TASK REQUIREMENTS
Every record must be transcribed in its entirety, apart from the images, which are to be omitted.

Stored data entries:
· · · ·

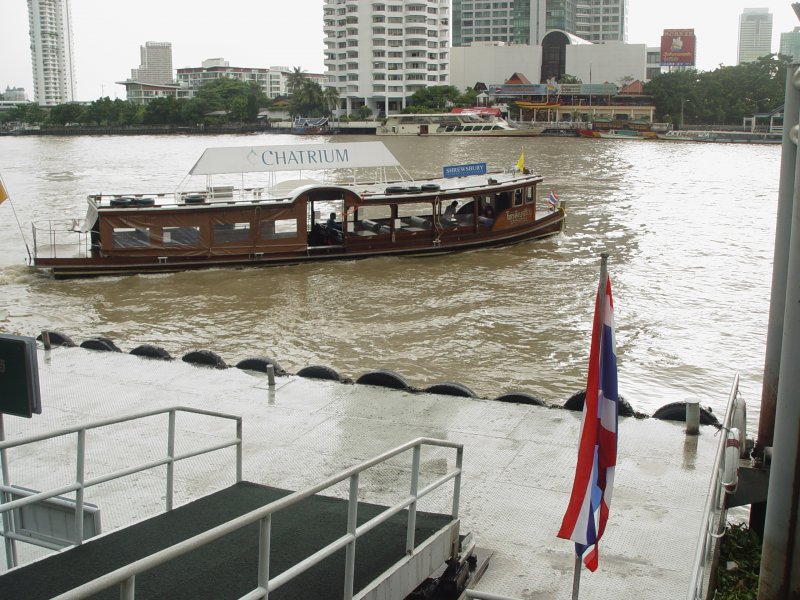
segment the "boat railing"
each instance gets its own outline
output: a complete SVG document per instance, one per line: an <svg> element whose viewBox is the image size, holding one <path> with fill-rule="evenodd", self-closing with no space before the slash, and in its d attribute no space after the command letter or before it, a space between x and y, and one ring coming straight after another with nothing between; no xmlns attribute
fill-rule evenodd
<svg viewBox="0 0 800 600"><path fill-rule="evenodd" d="M176 423L177 423L177 415L179 413L203 415L205 417L211 417L215 420L224 419L224 420L234 421L236 424L236 433L233 437L228 437L228 438L223 437L222 439L219 439L220 437L219 428L215 427L212 433L212 435L215 436L214 443L197 447L199 446L199 443L195 442L191 444L191 450L186 450L184 452L177 452L176 435L178 432L178 428L176 426ZM89 478L86 477L87 471L89 470L87 469L86 465L86 458L87 458L86 437L88 432L93 430L101 430L104 428L109 428L111 426L118 425L120 423L142 421L144 419L149 419L160 415L167 416L166 444L163 446L166 449L165 455L157 458L152 458L151 460L142 462L141 464L128 466L124 469L96 474ZM0 425L2 425L2 422L0 422ZM2 434L2 429L0 429L0 434ZM53 440L55 438L64 438L68 436L75 436L76 440L75 481L73 481L72 483L67 483L65 485L41 492L28 493L29 492L28 490L24 494L15 493L15 491L20 488L11 487L9 461L7 458L8 450L12 448L21 448L23 446L28 446L35 443L46 442L47 440ZM74 522L74 538L71 540L71 542L72 545L77 546L81 545L84 541L83 539L84 513L86 511L84 496L87 488L91 488L93 486L102 483L113 481L115 479L128 477L136 473L141 473L143 471L154 469L156 467L165 466L167 469L166 492L164 494L165 510L169 511L172 510L173 506L175 463L189 458L194 458L196 456L201 456L204 454L209 454L211 452L216 452L218 450L222 450L229 447L236 448L236 481L239 482L242 480L242 418L240 416L225 414L221 412L208 411L197 408L189 408L184 406L175 406L171 408L152 410L148 412L117 417L113 419L95 421L87 425L70 427L67 429L60 429L57 431L53 431L51 433L35 435L18 440L2 441L3 437L4 437L3 435L0 435L0 466L2 467L2 475L3 475L2 493L0 493L0 514L2 514L3 516L3 528L2 531L0 531L0 534L3 537L5 537L6 562L8 563L9 568L15 567L17 563L17 552L14 546L15 541L35 544L50 549L58 549L63 547L63 545L47 544L43 540L41 539L37 540L36 538L33 538L31 536L20 535L16 531L15 520L18 518L20 514L19 513L20 509L22 509L25 506L46 502L53 498L57 499L57 501L69 502L68 499L63 498L62 496L64 494L71 494L74 492L75 522ZM16 500L12 500L12 498L15 496L22 496L22 497ZM70 502L70 504L72 503Z"/></svg>
<svg viewBox="0 0 800 600"><path fill-rule="evenodd" d="M739 375L733 378L725 418L722 421L717 453L714 457L714 468L711 472L711 481L706 494L706 504L703 510L703 519L700 534L695 548L692 562L692 574L689 580L687 600L705 600L709 597L711 585L710 567L714 563L715 541L724 535L727 510L725 508L725 486L723 473L725 468L725 448L727 446L727 432L730 431L738 403L744 402L739 395Z"/></svg>
<svg viewBox="0 0 800 600"><path fill-rule="evenodd" d="M439 475L439 477L435 480L427 482L426 485L420 487L420 466L423 446L454 449L456 451L456 458L452 468L446 470L446 472ZM394 505L386 507L385 510L380 512L372 519L359 525L356 520L357 506L359 502L359 476L364 471L375 467L376 465L386 463L390 459L407 452L411 452L411 484L408 495ZM345 549L345 586L343 600L352 600L355 578L356 541L360 537L372 531L378 525L386 522L394 515L399 514L407 509L406 555L407 557L414 556L415 552L419 550L419 546L417 546L415 540L417 503L421 498L438 490L449 481L453 481L451 502L452 520L448 523L448 525L445 526L445 528L450 528L453 525L457 526L463 456L463 444L432 438L417 438L392 450L384 452L375 458L351 467L350 469L347 469L338 475L329 477L322 483L294 492L288 496L284 496L279 500L227 521L226 523L195 535L194 537L184 540L183 542L165 548L149 556L145 556L133 563L112 571L111 573L107 573L106 575L98 577L97 579L89 581L77 588L56 596L54 600L74 600L78 598L87 598L112 586L119 586L120 598L133 600L133 598L135 598L135 579L137 575L156 568L159 565L167 563L171 560L177 559L178 557L183 556L192 550L196 550L199 547L210 544L219 538L232 534L254 523L259 523L260 525L258 544L258 580L255 582L255 587L251 591L246 593L244 596L241 596L242 599L246 598L248 600L257 600L258 598L267 598L270 592L278 589L280 586L301 575L309 568L322 562L324 559L332 556L341 549ZM321 548L314 554L306 557L305 559L281 572L279 575L270 576L272 516L283 509L297 504L301 500L309 498L315 494L319 494L320 492L344 481L349 482L346 533L324 548Z"/></svg>
<svg viewBox="0 0 800 600"><path fill-rule="evenodd" d="M80 219L36 221L33 231L33 255L39 258L86 258L91 252L91 237Z"/></svg>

· · · ·

SOLUTION FOR THIS PROBLEM
segment the "boat railing"
each instance gets its own outline
output: a complete SVG document per instance, one per line: an <svg> element whose viewBox is the image size, holding one <path> with fill-rule="evenodd", self-closing with no space before the slash, and in its d attribute no space after the command letter or before it, a space between x and y, and one ring coming straight after another with nothing between; no xmlns attribute
fill-rule evenodd
<svg viewBox="0 0 800 600"><path fill-rule="evenodd" d="M176 423L177 423L177 415L179 413L203 415L205 417L211 417L215 420L224 419L224 420L234 421L236 424L236 433L233 437L228 437L228 438L223 437L222 439L219 439L220 437L219 428L215 427L212 433L212 435L215 436L214 443L197 447L199 446L199 443L195 442L191 444L191 450L186 450L184 452L177 452L176 435L178 432L178 428L176 426ZM89 478L86 477L87 471L89 470L87 469L86 465L86 458L87 458L86 437L88 432L93 430L101 430L104 428L109 428L111 426L118 425L120 423L142 421L144 419L149 419L160 415L167 416L166 444L163 446L166 449L165 455L157 458L152 458L151 460L142 462L141 464L128 466L124 469L96 474ZM0 425L2 425L2 422L0 422ZM2 434L2 429L0 429L0 434ZM53 440L55 438L64 438L68 436L75 436L76 440L75 481L73 481L72 483L67 483L65 485L41 492L28 493L29 492L28 490L24 494L15 493L15 491L20 488L11 487L9 461L7 458L8 450L12 448L21 448L23 446L28 446L35 443L46 442L47 440ZM74 522L74 538L71 540L71 542L72 545L77 546L81 545L84 541L83 539L84 513L86 511L84 496L87 488L91 488L93 486L102 483L113 481L115 479L128 477L136 473L141 473L143 471L154 469L156 467L165 466L167 469L166 492L164 494L165 510L169 511L172 510L173 506L175 463L189 458L194 458L196 456L201 456L204 454L209 454L211 452L216 452L218 450L222 450L229 447L236 448L236 481L239 482L242 480L242 418L240 416L225 414L221 412L208 411L197 408L189 408L184 406L175 406L171 408L152 410L148 412L117 417L113 419L95 421L87 425L70 427L67 429L60 429L57 431L53 431L51 433L35 435L18 440L2 441L3 437L4 437L3 435L0 435L0 466L2 467L2 475L3 475L2 493L0 493L0 514L2 514L3 516L3 528L2 531L0 531L0 534L3 537L5 537L6 562L8 563L9 568L15 567L17 563L17 552L14 546L15 541L35 544L50 549L58 549L63 547L63 545L47 544L43 540L41 539L37 540L36 538L33 538L31 536L20 535L16 531L15 520L18 518L20 514L19 513L20 509L22 509L25 506L46 502L53 498L57 499L57 501L69 502L68 499L63 498L62 496L64 494L71 494L74 492L75 522ZM16 500L12 500L12 498L15 496L22 496L22 497ZM70 502L70 504L72 503Z"/></svg>
<svg viewBox="0 0 800 600"><path fill-rule="evenodd" d="M739 375L733 378L725 418L722 421L717 453L714 457L714 468L711 472L711 481L706 494L706 504L703 510L703 519L700 534L695 548L692 562L692 574L689 580L687 600L705 600L709 597L711 585L710 567L714 563L715 541L724 535L727 510L725 508L725 486L723 473L725 468L725 448L727 446L727 432L730 431L738 403L744 402L739 395Z"/></svg>
<svg viewBox="0 0 800 600"><path fill-rule="evenodd" d="M439 475L439 477L435 480L427 482L426 485L420 487L420 466L423 446L454 449L456 451L456 458L452 468L446 470L446 472ZM394 505L386 507L385 510L380 512L372 519L359 525L356 520L357 506L359 502L359 476L364 471L375 467L376 465L386 463L390 459L407 452L411 452L411 484L408 495ZM345 549L345 586L343 600L352 600L355 578L356 541L360 537L372 531L378 525L386 522L394 515L399 514L407 509L406 555L407 557L414 556L415 552L419 550L419 546L417 546L415 540L417 503L421 498L438 490L449 481L453 481L451 502L452 520L448 523L448 525L445 526L445 528L450 528L453 525L457 526L463 456L463 444L432 438L417 438L392 450L384 452L375 458L351 467L350 469L347 469L338 475L329 477L322 483L294 492L288 496L284 496L279 500L227 521L226 523L195 535L194 537L184 540L183 542L165 548L149 556L145 556L133 563L112 571L111 573L107 573L106 575L98 577L97 579L89 581L77 588L56 596L54 600L74 600L78 598L87 598L112 586L119 586L120 598L133 600L133 598L135 598L135 579L137 575L156 568L159 565L167 563L171 560L177 559L178 557L183 556L192 550L196 550L199 547L210 544L219 538L232 534L254 523L259 523L260 525L258 544L258 580L255 582L255 587L251 591L246 593L244 596L241 596L242 599L246 598L248 600L257 600L258 598L267 598L270 592L278 589L280 586L301 575L309 568L322 562L324 559L332 556L341 549ZM321 548L314 554L306 557L305 559L281 572L279 575L270 576L272 516L283 509L297 504L301 500L309 498L315 494L319 494L320 492L344 481L349 482L346 533L324 548Z"/></svg>
<svg viewBox="0 0 800 600"><path fill-rule="evenodd" d="M80 219L36 221L33 231L33 255L39 258L86 258L91 252L91 237Z"/></svg>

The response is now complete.